Natural-language object grounding data:
((

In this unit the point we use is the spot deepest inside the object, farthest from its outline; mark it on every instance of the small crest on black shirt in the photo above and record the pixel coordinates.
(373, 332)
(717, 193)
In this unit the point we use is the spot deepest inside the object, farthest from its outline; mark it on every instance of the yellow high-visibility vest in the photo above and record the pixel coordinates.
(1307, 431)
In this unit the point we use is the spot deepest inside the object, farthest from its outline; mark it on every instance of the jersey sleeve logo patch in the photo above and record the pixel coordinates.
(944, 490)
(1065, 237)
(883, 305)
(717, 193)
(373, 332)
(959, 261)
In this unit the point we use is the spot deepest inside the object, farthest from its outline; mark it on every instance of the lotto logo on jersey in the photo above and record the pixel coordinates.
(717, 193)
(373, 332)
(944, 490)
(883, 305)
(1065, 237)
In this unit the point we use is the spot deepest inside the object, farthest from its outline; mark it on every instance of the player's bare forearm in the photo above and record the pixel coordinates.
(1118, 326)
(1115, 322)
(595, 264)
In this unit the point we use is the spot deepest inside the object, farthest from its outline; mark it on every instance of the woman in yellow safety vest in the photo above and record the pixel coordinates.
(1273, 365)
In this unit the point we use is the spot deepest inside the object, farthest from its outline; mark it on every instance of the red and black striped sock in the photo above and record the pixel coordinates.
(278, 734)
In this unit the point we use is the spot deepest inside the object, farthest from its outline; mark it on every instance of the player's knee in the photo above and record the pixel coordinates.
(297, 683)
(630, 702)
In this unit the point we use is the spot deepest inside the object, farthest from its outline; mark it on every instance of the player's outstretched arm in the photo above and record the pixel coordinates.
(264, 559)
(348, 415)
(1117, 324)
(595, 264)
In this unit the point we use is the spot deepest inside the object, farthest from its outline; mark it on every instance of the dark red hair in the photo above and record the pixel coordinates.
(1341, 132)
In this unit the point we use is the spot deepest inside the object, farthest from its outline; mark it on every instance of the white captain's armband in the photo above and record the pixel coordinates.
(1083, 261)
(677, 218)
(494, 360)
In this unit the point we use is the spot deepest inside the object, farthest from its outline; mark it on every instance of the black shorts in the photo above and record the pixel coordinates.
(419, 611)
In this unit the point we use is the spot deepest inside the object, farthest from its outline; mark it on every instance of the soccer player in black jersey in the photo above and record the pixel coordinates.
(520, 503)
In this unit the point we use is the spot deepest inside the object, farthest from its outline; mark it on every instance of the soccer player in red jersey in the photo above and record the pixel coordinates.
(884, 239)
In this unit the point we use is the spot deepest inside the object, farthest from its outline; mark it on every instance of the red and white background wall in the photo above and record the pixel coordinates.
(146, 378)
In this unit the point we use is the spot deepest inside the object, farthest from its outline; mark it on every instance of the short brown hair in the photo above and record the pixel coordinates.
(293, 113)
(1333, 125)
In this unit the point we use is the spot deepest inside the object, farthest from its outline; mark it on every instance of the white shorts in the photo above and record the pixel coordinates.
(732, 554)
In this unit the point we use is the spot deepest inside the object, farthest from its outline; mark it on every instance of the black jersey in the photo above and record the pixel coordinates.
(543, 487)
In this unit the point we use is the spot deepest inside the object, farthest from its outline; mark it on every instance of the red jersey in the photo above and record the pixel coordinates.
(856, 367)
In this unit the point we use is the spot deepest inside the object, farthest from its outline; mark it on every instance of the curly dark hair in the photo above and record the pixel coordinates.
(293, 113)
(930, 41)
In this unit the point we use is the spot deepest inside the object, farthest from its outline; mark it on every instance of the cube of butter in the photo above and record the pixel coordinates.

))

• Work task
Would you repeat, exactly and with nothing added, every line from the line containing "player in black" through the last line of the records above?

• Written answer
In this unit the point we use is the spot deepest inside the object, farthest from its outline; mark it on every instance of the soccer player in black jersey in the photo above and record the pixel coordinates.
(520, 503)
In this unit the point we use is the spot deepest inside the object, farthest from its outline; mark it on every instance of the soccer player in red jersey in the photo above and record the pixel coordinates.
(884, 239)
In this unit the point we use is the spot deepest inside the object, farthest from its outline; mark it on every instance of the red and white background wall in the photo above and record the pixel coordinates.
(146, 378)
In this unit the point we use is the spot deepest inside the object, farthest from its outline; mark it on every instance of the short brown hair in the photo above and record the pixel coordinates.
(293, 113)
(1333, 125)
In this unit the point we use is the spot deepest inside the object, farthest from its outline; mark it on every instance of the white shorts in the photo above and record the pixel coordinates.
(732, 554)
In this unit the point we use is the spot deepest inside the object, farthest from its outline; mark it on every instance of the black jersey in the photo above and record the pixel coordinates.
(543, 487)
In this unit the point we use is the spot deepest inside the object, farthest from its outline; mark it on every instance of the red jersey in the photo above and record the pixel coordinates.
(856, 367)
In this unit the point we use is the spot deepest inside the object, farthest from its outline; mark it on every instance of the curly dark hair in the photo above and record the pixel coordinates.
(293, 113)
(930, 41)
In this unit the point we use is the spot deepest inside the object, farthest from its outline; mark it on every instance of the cube of butter in the photo above and record the pixel coordinates.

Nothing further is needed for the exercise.